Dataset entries
:::

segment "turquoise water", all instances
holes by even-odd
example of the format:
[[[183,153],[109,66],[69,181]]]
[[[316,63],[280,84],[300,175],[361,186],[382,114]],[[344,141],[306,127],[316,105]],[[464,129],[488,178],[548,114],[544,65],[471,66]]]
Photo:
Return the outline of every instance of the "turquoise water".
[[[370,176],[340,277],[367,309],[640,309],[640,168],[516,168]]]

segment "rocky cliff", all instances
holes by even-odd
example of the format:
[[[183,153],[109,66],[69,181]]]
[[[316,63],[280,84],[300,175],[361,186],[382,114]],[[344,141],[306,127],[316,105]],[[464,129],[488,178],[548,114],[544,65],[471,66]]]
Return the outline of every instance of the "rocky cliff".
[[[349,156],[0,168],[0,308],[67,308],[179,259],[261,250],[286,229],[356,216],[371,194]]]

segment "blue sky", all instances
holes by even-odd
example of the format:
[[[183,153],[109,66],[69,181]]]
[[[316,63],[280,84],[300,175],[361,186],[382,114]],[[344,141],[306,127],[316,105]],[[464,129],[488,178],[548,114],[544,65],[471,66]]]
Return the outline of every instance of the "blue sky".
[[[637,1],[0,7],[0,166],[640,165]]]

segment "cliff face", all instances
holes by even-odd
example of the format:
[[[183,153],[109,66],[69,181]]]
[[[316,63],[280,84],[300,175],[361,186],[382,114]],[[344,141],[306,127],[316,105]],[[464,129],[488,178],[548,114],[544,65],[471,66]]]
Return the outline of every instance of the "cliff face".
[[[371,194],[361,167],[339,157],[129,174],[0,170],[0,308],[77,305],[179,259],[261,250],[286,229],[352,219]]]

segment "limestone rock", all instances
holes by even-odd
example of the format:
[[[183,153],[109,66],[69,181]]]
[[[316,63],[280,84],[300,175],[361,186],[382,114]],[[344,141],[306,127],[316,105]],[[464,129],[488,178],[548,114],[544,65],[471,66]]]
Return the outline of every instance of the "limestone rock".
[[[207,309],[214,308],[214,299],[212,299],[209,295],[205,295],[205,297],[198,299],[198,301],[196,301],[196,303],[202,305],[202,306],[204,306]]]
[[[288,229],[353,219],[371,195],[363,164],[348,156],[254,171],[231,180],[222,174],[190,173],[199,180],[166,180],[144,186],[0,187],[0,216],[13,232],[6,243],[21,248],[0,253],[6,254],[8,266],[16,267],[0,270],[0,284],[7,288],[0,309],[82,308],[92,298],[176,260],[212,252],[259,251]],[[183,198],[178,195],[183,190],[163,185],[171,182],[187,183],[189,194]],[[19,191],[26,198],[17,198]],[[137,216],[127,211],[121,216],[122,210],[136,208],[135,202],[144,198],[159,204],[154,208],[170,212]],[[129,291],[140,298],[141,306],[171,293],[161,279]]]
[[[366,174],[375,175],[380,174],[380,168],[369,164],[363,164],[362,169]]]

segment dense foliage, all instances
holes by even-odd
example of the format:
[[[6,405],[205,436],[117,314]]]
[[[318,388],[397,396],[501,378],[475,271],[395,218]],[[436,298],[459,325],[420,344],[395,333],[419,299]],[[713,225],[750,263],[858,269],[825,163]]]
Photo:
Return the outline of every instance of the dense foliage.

:::

Stated problem: Please add 107 to every polygon coordinate in the answers. Then write out again everything from the start of the entries through the line containing "[[[370,176],[340,277],[367,309],[640,309],[640,168],[516,168]]]", both included, and keep all other text unchanged.

Result:
segment "turquoise water", all instances
holes by even-odd
example of the format:
[[[183,153],[109,66],[69,181]]]
[[[316,63],[280,84],[300,175],[361,186],[382,114]],[[344,141],[306,127],[316,105]],[[464,129],[488,178],[548,114],[544,65],[471,66]]]
Photo:
Return the outline of every instance of the "turquoise water".
[[[477,283],[447,384],[474,416],[747,416],[747,275],[623,275]]]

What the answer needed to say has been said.